WHAT NEEDS TO BE DONE:
Rename "fill_convention" to "fill_mode" in the lines of the listing running from the line with "target: windshield" through the end, and keep everything else the same. Leave the picture out of your answer.

* BEGIN DATA ENTRIES *

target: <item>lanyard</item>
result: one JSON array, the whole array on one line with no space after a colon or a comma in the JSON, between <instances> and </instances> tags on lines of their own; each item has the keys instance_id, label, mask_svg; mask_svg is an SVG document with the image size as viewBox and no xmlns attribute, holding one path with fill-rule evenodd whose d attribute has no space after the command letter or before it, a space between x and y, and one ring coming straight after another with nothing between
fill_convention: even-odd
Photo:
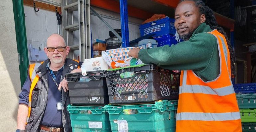
<instances>
[{"instance_id":1,"label":"lanyard","mask_svg":"<svg viewBox=\"0 0 256 132\"><path fill-rule=\"evenodd\" d=\"M52 76L52 75L51 74L51 72L50 72L50 71L49 71L49 73L50 73L50 75L51 75L51 77L52 77L52 79L53 79L53 82L54 82L54 83L55 83L55 85L56 85L56 86L57 86L57 88L58 88L59 87L59 85L58 85L58 83L57 83L56 80L55 80L53 78L53 76ZM62 78L62 74L61 76L61 80ZM59 91L60 91L60 92L61 93L61 101L62 99L62 92L61 87L61 89L60 89Z\"/></svg>"}]
</instances>

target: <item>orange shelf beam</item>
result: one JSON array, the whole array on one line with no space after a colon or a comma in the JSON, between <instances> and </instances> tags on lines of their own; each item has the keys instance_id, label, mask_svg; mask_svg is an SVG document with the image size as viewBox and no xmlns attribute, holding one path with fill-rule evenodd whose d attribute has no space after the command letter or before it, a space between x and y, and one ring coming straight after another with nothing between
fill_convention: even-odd
<instances>
[{"instance_id":1,"label":"orange shelf beam","mask_svg":"<svg viewBox=\"0 0 256 132\"><path fill-rule=\"evenodd\" d=\"M179 0L152 0L159 4L165 5L173 8L175 8L179 4ZM234 22L235 20L229 18L226 16L218 13L214 13L216 20L219 25L228 29L231 31L234 31Z\"/></svg>"},{"instance_id":2,"label":"orange shelf beam","mask_svg":"<svg viewBox=\"0 0 256 132\"><path fill-rule=\"evenodd\" d=\"M91 5L117 13L120 13L120 5L119 1L114 0L93 0L91 1ZM146 20L151 17L154 14L131 6L128 6L128 16Z\"/></svg>"},{"instance_id":3,"label":"orange shelf beam","mask_svg":"<svg viewBox=\"0 0 256 132\"><path fill-rule=\"evenodd\" d=\"M160 4L172 8L175 8L179 4L179 0L152 0ZM120 13L119 2L114 0L93 0L91 1L91 5L118 13ZM128 6L128 16L134 17L146 20L151 17L154 14L152 13L139 8ZM229 18L218 13L214 13L218 24L220 26L234 30L234 20Z\"/></svg>"}]
</instances>

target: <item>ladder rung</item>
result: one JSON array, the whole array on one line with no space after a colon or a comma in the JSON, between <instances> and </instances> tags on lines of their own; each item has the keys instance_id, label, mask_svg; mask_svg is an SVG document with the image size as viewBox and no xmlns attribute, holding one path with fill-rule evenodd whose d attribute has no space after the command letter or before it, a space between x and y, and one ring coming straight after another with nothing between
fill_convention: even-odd
<instances>
[{"instance_id":1,"label":"ladder rung","mask_svg":"<svg viewBox=\"0 0 256 132\"><path fill-rule=\"evenodd\" d=\"M69 25L64 27L64 28L65 30L69 30L70 28L72 28L75 27L78 27L79 25L79 23L75 23L73 24Z\"/></svg>"},{"instance_id":2,"label":"ladder rung","mask_svg":"<svg viewBox=\"0 0 256 132\"><path fill-rule=\"evenodd\" d=\"M79 45L75 45L70 46L70 50L71 51L75 51L79 50Z\"/></svg>"},{"instance_id":3,"label":"ladder rung","mask_svg":"<svg viewBox=\"0 0 256 132\"><path fill-rule=\"evenodd\" d=\"M69 31L71 32L73 32L75 31L77 31L78 30L79 30L79 27L75 27L73 28L69 29Z\"/></svg>"},{"instance_id":4,"label":"ladder rung","mask_svg":"<svg viewBox=\"0 0 256 132\"><path fill-rule=\"evenodd\" d=\"M66 10L67 9L68 9L70 7L72 7L74 6L77 6L78 5L78 1L74 3L72 3L71 4L70 4L69 5L67 5L66 6L64 6L64 9Z\"/></svg>"},{"instance_id":5,"label":"ladder rung","mask_svg":"<svg viewBox=\"0 0 256 132\"><path fill-rule=\"evenodd\" d=\"M78 10L78 6L75 6L74 7L72 8L70 8L68 10L68 11L70 12L73 12L74 11L77 11Z\"/></svg>"}]
</instances>

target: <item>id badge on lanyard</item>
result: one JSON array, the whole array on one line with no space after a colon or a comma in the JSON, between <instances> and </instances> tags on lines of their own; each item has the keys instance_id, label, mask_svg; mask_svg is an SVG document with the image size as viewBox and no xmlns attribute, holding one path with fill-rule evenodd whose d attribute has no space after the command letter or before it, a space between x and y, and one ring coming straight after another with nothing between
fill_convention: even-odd
<instances>
[{"instance_id":1,"label":"id badge on lanyard","mask_svg":"<svg viewBox=\"0 0 256 132\"><path fill-rule=\"evenodd\" d=\"M61 80L62 78L62 76L61 76ZM54 82L54 83L55 83L55 85L56 85L56 86L57 86L57 88L58 88L59 87L59 85L58 85L58 84L57 83L57 82L56 82L55 80L52 77L52 78L53 79L53 82ZM60 89L60 92L61 93L61 100L57 100L57 104L56 104L56 106L57 107L57 110L61 110L63 109L63 106L62 105L62 93L61 88L61 89Z\"/></svg>"},{"instance_id":2,"label":"id badge on lanyard","mask_svg":"<svg viewBox=\"0 0 256 132\"><path fill-rule=\"evenodd\" d=\"M61 110L63 109L63 106L62 106L62 102L61 100L57 101L57 110Z\"/></svg>"}]
</instances>

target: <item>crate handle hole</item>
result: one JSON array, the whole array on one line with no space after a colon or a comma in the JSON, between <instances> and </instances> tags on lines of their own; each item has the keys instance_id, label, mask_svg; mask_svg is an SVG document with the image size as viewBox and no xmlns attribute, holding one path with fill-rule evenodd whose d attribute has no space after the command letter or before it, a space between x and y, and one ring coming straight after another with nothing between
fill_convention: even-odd
<instances>
[{"instance_id":1,"label":"crate handle hole","mask_svg":"<svg viewBox=\"0 0 256 132\"><path fill-rule=\"evenodd\" d=\"M171 119L171 112L169 111L169 120Z\"/></svg>"},{"instance_id":2,"label":"crate handle hole","mask_svg":"<svg viewBox=\"0 0 256 132\"><path fill-rule=\"evenodd\" d=\"M123 110L123 113L124 115L134 115L138 113L136 109L124 109Z\"/></svg>"}]
</instances>

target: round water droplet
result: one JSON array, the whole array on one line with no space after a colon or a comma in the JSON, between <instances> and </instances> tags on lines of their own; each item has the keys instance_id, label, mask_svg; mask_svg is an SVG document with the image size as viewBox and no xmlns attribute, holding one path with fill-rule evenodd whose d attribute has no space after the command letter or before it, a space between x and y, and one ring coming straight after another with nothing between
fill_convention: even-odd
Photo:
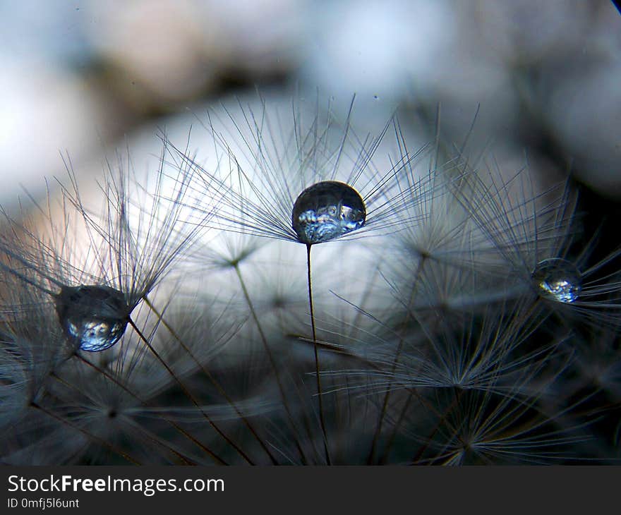
<instances>
[{"instance_id":1,"label":"round water droplet","mask_svg":"<svg viewBox=\"0 0 621 515\"><path fill-rule=\"evenodd\" d=\"M558 302L570 303L582 290L582 274L575 265L554 258L537 263L533 281L540 295Z\"/></svg>"},{"instance_id":2,"label":"round water droplet","mask_svg":"<svg viewBox=\"0 0 621 515\"><path fill-rule=\"evenodd\" d=\"M83 351L111 347L127 327L129 308L125 296L114 288L65 286L56 299L56 310L67 337Z\"/></svg>"},{"instance_id":3,"label":"round water droplet","mask_svg":"<svg viewBox=\"0 0 621 515\"><path fill-rule=\"evenodd\" d=\"M313 245L360 229L366 217L364 201L356 190L344 183L324 181L300 193L291 225L301 243Z\"/></svg>"}]
</instances>

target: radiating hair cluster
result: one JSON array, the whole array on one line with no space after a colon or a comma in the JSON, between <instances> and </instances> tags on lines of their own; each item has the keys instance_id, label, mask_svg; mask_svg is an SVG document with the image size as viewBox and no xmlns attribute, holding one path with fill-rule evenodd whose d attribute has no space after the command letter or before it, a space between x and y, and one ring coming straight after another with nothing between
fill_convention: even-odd
<instances>
[{"instance_id":1,"label":"radiating hair cluster","mask_svg":"<svg viewBox=\"0 0 621 515\"><path fill-rule=\"evenodd\" d=\"M196 116L2 210L2 463L621 457L621 250L571 180L355 98Z\"/></svg>"}]
</instances>

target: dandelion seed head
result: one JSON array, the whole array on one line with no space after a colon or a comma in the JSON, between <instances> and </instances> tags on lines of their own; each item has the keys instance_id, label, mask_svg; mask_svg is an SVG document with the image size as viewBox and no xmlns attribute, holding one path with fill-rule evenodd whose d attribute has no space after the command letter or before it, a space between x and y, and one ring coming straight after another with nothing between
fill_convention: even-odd
<instances>
[{"instance_id":1,"label":"dandelion seed head","mask_svg":"<svg viewBox=\"0 0 621 515\"><path fill-rule=\"evenodd\" d=\"M555 258L537 263L533 281L541 295L557 302L574 302L582 289L582 277L576 265Z\"/></svg>"},{"instance_id":2,"label":"dandelion seed head","mask_svg":"<svg viewBox=\"0 0 621 515\"><path fill-rule=\"evenodd\" d=\"M360 194L337 181L322 181L300 193L294 205L291 225L298 240L313 245L360 229L366 208Z\"/></svg>"},{"instance_id":3,"label":"dandelion seed head","mask_svg":"<svg viewBox=\"0 0 621 515\"><path fill-rule=\"evenodd\" d=\"M130 311L121 292L104 286L65 286L56 308L66 336L88 352L114 345L125 332Z\"/></svg>"}]
</instances>

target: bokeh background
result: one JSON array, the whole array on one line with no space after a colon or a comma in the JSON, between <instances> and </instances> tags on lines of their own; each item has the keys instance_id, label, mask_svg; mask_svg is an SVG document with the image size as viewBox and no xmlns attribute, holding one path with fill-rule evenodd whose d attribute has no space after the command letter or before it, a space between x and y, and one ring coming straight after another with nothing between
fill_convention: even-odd
<instances>
[{"instance_id":1,"label":"bokeh background","mask_svg":"<svg viewBox=\"0 0 621 515\"><path fill-rule=\"evenodd\" d=\"M373 132L398 108L421 141L438 104L448 141L478 109L475 152L572 174L586 223L614 226L620 51L609 0L4 0L0 203L44 193L60 152L96 174L112 149L157 154L158 130L182 135L223 98L317 88L356 93Z\"/></svg>"}]
</instances>

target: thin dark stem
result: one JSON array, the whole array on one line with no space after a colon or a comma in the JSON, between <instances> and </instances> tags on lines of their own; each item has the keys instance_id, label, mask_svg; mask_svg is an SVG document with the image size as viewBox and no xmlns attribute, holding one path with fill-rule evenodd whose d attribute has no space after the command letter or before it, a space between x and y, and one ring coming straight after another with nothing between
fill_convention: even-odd
<instances>
[{"instance_id":1,"label":"thin dark stem","mask_svg":"<svg viewBox=\"0 0 621 515\"><path fill-rule=\"evenodd\" d=\"M317 346L317 332L315 329L315 312L313 310L313 281L310 279L310 243L306 245L306 265L308 277L308 304L310 308L310 327L313 329L313 347L315 351L315 373L317 376L317 396L319 401L319 423L321 425L321 432L323 435L323 447L325 451L325 460L327 465L332 462L328 450L327 432L325 430L325 420L323 416L323 400L322 399L321 376L319 366L319 352Z\"/></svg>"},{"instance_id":2,"label":"thin dark stem","mask_svg":"<svg viewBox=\"0 0 621 515\"><path fill-rule=\"evenodd\" d=\"M205 413L204 410L200 407L200 405L198 404L198 402L194 398L194 396L193 396L192 394L190 393L190 392L186 387L185 384L183 384L183 383L181 382L181 380L176 376L176 374L175 374L174 372L172 371L171 368L169 366L168 366L168 365L166 364L166 361L164 360L164 359L162 358L162 356L159 356L159 353L153 348L153 346L151 345L151 344L149 342L149 340L147 339L147 337L144 334L143 334L143 332L140 331L140 329L138 329L138 326L136 326L136 325L134 323L133 320L132 320L131 318L129 318L128 320L129 325L131 325L131 327L133 328L133 330L136 332L136 334L138 335L138 337L140 337L140 339L145 343L145 345L147 346L148 349L152 353L153 356L155 356L155 358L158 361L159 361L160 363L162 363L162 365L167 370L167 371L168 372L169 374L170 374L170 375L172 377L172 378L175 381L176 381L177 384L179 385L181 389L183 391L183 393L187 396L188 399L189 399L192 401L192 404L194 404L194 406L195 406L198 408L198 411L200 411L200 413L203 415L203 417L205 417L205 420L210 423L211 427L213 428L216 430L216 432L221 437L222 437L222 438L224 438L227 441L227 443L229 443L229 444L230 444L236 451L237 451L237 452L239 453L239 455L242 458L243 458L243 459L245 459L250 465L254 465L254 463L253 462L253 461L250 458L248 457L246 454L243 451L242 451L241 449L240 449L239 447L234 442L233 442L230 438L229 438L229 437L227 437L222 432L222 430L219 428L217 427L217 425L216 425L215 423L214 423L214 421L211 420L211 417L210 417L209 415L207 415L206 413Z\"/></svg>"}]
</instances>

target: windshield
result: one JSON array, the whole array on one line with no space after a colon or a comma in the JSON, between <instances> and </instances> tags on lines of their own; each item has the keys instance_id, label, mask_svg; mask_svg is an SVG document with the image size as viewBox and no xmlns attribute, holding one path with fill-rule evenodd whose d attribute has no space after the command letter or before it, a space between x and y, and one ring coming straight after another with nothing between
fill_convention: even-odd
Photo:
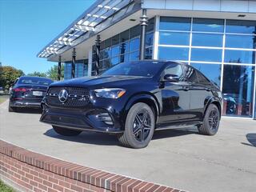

* END DATA ENTRIES *

ANSWER TO THE TASK:
target: windshield
result: one JSON array, the whole array on one line with no space after a colon or a comma in the JSON, between <instances> and </instances> tags on lines of their own; each item has the keys instance_id, label, mask_svg; mask_svg is an SVG document with the image size as viewBox and no xmlns attribute, holding one path with fill-rule evenodd whose d attribute has no space after the command letter or before it, a space between x and y, and one ring coming straight after another with nothing between
fill_mode: even-odd
Photo:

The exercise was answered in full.